SUPPLIED ENTRIES:
——————————
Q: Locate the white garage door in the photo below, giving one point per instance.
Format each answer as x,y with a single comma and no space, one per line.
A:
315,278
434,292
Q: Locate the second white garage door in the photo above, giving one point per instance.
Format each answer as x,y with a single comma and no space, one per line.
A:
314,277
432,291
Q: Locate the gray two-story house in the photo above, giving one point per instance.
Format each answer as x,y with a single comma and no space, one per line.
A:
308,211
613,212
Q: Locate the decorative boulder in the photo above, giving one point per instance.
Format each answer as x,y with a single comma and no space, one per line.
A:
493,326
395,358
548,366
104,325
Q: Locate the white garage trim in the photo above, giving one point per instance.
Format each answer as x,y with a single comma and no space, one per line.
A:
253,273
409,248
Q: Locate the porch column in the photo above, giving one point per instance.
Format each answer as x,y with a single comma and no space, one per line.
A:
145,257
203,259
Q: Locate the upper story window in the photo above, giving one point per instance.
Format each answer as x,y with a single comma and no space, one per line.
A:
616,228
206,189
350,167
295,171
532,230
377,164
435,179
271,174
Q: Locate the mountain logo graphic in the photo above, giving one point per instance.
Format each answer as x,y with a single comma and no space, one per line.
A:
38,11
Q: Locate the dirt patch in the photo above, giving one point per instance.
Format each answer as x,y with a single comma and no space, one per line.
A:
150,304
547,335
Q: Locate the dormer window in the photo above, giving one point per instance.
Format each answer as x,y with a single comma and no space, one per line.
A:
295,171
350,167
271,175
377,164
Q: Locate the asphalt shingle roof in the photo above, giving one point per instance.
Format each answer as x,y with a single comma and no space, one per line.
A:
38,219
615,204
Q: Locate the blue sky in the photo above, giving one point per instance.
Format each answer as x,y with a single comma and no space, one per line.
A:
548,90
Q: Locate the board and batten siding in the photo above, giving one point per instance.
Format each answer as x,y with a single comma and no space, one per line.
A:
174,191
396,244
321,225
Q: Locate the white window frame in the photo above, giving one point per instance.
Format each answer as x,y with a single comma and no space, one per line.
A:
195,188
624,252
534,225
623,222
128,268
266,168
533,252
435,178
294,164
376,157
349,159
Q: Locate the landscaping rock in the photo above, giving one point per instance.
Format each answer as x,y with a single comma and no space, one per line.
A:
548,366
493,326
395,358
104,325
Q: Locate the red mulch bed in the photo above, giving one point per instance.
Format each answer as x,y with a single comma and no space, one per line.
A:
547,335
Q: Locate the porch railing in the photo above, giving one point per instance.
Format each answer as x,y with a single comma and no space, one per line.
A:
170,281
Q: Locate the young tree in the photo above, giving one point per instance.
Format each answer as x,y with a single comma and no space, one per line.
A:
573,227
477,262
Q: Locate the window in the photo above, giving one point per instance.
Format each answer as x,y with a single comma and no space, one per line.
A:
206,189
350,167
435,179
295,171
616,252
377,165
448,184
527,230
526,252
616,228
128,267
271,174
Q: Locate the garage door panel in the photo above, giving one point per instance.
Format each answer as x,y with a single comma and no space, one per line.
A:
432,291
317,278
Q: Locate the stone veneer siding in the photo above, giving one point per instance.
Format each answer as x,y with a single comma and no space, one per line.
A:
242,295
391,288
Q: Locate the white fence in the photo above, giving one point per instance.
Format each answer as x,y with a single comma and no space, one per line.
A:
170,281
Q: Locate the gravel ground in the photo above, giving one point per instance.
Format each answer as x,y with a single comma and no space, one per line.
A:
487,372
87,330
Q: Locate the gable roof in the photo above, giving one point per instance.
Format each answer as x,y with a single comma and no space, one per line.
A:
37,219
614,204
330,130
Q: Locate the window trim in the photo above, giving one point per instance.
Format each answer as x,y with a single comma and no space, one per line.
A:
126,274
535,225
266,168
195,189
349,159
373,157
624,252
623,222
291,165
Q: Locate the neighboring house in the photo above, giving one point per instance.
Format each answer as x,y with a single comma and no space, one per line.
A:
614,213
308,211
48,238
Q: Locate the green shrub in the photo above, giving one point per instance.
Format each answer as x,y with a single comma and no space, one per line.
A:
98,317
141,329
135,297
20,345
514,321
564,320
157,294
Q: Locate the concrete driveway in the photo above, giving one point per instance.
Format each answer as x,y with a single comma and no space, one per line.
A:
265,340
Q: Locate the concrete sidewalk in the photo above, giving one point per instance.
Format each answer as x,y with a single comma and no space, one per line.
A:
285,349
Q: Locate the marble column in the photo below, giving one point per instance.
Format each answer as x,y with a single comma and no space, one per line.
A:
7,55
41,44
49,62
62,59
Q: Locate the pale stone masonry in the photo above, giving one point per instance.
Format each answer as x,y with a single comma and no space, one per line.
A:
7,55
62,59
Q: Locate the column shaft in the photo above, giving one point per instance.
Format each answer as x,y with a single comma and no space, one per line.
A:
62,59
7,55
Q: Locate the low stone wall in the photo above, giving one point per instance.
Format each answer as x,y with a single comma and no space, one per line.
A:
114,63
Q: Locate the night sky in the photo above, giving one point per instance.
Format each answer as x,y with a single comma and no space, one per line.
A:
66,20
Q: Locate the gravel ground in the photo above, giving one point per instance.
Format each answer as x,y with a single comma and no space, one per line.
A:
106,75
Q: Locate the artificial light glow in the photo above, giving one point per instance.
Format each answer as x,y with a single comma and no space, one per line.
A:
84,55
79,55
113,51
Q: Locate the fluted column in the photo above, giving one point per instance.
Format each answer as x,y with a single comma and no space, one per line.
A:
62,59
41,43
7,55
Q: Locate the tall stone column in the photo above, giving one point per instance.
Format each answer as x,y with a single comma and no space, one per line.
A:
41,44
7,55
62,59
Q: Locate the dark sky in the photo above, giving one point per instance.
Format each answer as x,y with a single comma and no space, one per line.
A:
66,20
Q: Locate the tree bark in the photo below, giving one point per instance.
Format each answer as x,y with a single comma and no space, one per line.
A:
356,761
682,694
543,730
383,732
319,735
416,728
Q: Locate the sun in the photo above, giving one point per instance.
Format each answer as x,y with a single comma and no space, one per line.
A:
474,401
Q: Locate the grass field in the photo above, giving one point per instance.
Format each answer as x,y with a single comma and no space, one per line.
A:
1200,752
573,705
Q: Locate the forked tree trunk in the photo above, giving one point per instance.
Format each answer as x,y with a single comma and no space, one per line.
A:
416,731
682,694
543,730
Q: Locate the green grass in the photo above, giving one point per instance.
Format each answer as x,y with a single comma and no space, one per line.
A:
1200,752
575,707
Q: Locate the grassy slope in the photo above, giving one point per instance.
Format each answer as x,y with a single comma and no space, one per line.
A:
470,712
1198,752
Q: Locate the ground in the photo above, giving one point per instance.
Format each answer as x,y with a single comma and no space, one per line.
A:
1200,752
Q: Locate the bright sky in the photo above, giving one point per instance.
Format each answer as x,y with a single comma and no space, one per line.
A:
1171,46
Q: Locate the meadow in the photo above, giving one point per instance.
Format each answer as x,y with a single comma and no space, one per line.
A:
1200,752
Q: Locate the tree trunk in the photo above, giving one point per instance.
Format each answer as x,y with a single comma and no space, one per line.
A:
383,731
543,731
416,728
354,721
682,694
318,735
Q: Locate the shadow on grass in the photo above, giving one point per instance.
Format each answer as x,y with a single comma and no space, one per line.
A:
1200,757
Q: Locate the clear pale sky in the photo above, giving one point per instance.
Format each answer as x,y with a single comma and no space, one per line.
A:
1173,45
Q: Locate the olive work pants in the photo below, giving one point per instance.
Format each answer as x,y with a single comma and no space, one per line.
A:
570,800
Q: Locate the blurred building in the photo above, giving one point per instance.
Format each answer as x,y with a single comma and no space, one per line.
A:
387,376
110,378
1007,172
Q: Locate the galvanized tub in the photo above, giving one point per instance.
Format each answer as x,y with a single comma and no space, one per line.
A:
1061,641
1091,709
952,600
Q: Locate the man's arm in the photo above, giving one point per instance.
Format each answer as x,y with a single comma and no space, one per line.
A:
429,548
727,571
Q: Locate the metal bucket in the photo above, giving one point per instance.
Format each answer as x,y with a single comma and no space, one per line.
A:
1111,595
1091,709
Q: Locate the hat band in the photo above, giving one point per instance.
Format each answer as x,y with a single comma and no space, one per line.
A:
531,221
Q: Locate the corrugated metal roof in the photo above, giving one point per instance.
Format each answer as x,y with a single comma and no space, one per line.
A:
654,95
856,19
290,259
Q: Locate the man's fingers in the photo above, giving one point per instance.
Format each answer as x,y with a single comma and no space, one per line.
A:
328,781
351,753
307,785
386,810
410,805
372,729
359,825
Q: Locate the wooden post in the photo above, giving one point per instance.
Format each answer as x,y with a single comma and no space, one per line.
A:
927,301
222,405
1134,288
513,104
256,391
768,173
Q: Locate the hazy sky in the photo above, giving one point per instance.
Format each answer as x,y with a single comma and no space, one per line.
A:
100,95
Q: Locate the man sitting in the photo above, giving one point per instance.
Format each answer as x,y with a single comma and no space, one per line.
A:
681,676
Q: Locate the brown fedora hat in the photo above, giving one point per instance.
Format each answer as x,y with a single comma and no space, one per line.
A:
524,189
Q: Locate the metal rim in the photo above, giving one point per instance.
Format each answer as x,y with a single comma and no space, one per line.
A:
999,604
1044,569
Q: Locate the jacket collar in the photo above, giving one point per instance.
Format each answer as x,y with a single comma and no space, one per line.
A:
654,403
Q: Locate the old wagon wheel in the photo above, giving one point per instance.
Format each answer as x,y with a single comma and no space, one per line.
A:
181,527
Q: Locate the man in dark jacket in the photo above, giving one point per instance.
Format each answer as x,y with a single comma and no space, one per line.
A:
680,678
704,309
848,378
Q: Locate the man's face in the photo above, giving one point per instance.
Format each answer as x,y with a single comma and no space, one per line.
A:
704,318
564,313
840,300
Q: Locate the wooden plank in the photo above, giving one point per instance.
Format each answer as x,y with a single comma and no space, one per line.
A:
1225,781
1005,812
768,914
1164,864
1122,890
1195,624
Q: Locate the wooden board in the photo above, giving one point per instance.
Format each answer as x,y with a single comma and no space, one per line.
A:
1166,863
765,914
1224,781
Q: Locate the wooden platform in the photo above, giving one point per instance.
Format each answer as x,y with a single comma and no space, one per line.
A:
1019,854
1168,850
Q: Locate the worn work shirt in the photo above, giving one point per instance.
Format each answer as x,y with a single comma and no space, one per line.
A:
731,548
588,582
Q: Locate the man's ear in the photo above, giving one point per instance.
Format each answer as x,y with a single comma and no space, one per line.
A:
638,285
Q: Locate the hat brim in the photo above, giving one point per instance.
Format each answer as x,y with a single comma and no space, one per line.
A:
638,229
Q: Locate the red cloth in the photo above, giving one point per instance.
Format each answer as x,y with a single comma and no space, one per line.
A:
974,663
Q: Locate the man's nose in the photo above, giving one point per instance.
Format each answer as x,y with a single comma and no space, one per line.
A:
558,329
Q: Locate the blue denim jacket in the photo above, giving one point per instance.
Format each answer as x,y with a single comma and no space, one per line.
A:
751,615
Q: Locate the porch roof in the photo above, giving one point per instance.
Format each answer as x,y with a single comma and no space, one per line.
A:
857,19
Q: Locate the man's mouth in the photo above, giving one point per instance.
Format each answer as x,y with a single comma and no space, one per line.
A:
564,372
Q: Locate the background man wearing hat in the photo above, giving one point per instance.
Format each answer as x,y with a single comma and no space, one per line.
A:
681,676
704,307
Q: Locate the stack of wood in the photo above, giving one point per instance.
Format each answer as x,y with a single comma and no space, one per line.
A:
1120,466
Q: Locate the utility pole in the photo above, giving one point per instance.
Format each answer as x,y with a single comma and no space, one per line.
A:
——————————
YOUR INSTRUCTIONS:
Rewrite the rows from the line holding "Q: Locate the blue denim" through the end of the rows, swapping "stack of wood" for "pile of firewood" and leaving everything else as it is.

OUTPUT OF THE TASK:
Q: Locate the blue denim jacket in the photo above, giving one point per instance.
Format each answer as x,y with a single comma and no space, one per line.
A:
751,615
Q: Locate the porch roof in the photo above, giving one point per instance.
Format each answer as x,y with a single comma and no space, one per line.
A:
857,19
Q: Locate the man's mouth in the photo above, giving one point per instance.
Format each answer as x,y with a single comma and no space, one per line.
A:
564,372
Q: Locate the background man wearing hat in the photo above, giving one point per instance.
Format each answer as x,y with a single comma and no space, one per line.
A:
681,676
704,307
Q: Locate the pile of firewood in the photo above, giving one point per instance.
Format each answer as x,y with a single comma and no space, one per line.
A:
1120,466
Q: Locate the utility pole in the photo above, giving one point per instance.
Format each answer as x,y with a single comma and no space, one per line.
A:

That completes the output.